> [Assigned task]
Extract the final stretch of the data: the line that contains "Above is an" and every line after it, unaltered, and no other lines.

BEGIN Input data

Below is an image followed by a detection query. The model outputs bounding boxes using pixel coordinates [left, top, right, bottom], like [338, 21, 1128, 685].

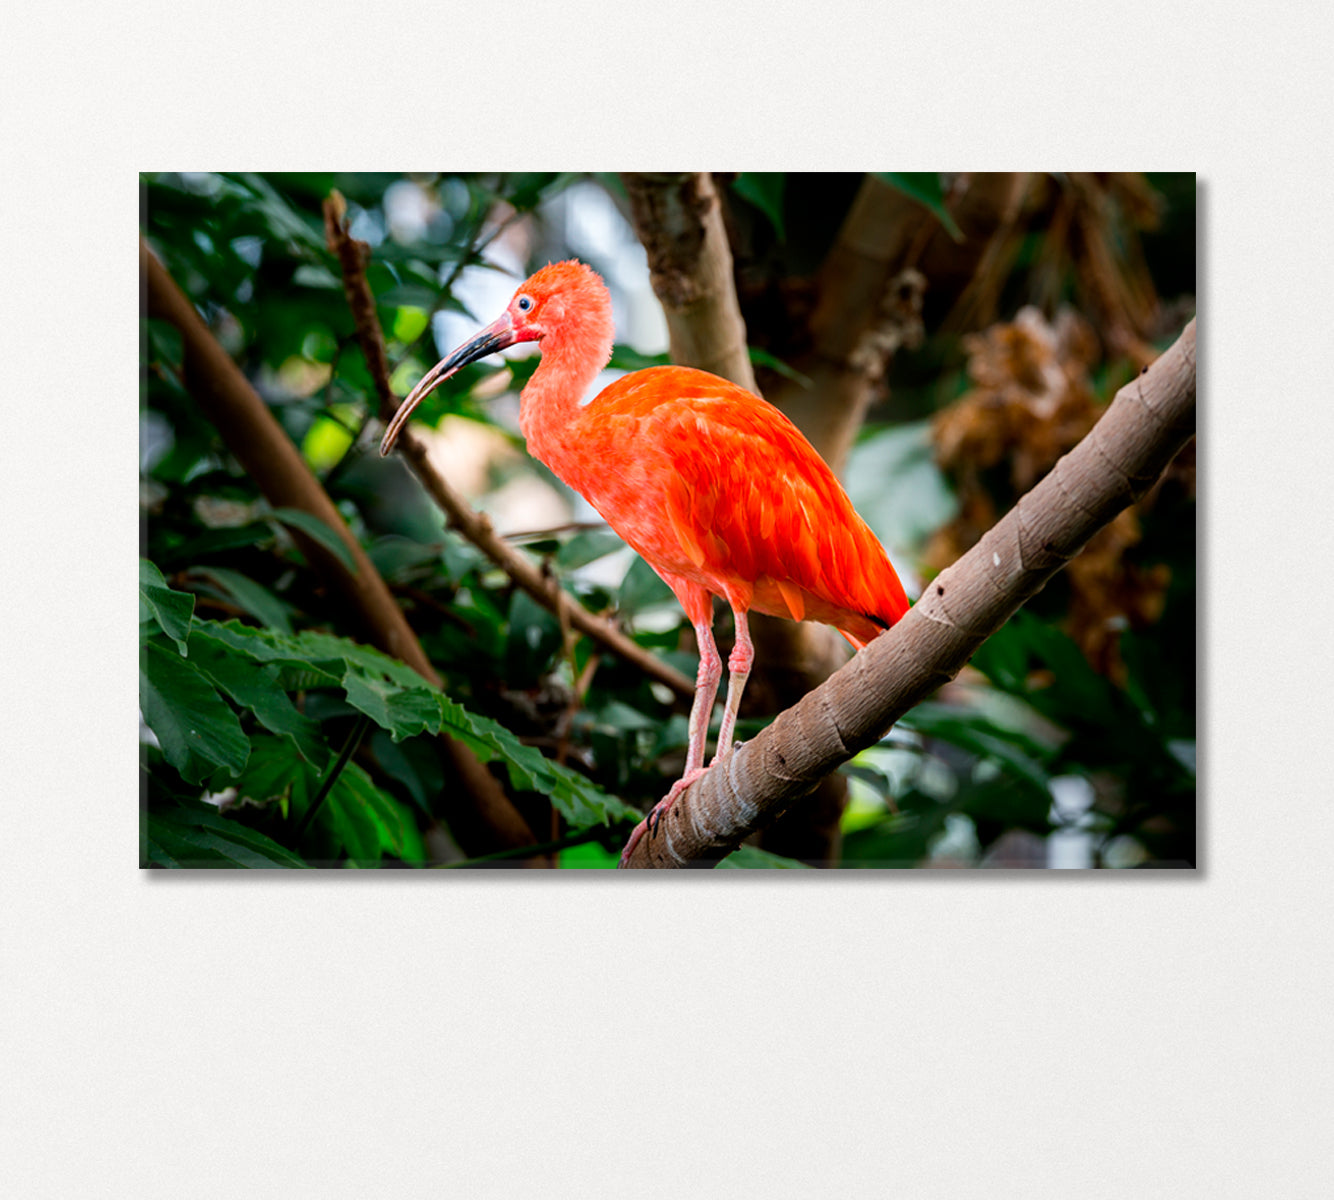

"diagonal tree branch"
[619, 319, 1197, 867]
[140, 237, 541, 858]
[321, 195, 694, 702]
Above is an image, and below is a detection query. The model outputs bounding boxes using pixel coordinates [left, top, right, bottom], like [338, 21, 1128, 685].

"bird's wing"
[590, 369, 908, 630]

END Input data

> [Result for this task]
Above is an image, and below is a detection query. The model outputs bounding boxes using pixel coordinates [left, top, right, bottom], like [338, 21, 1128, 685].

"bird's wing"
[590, 369, 908, 630]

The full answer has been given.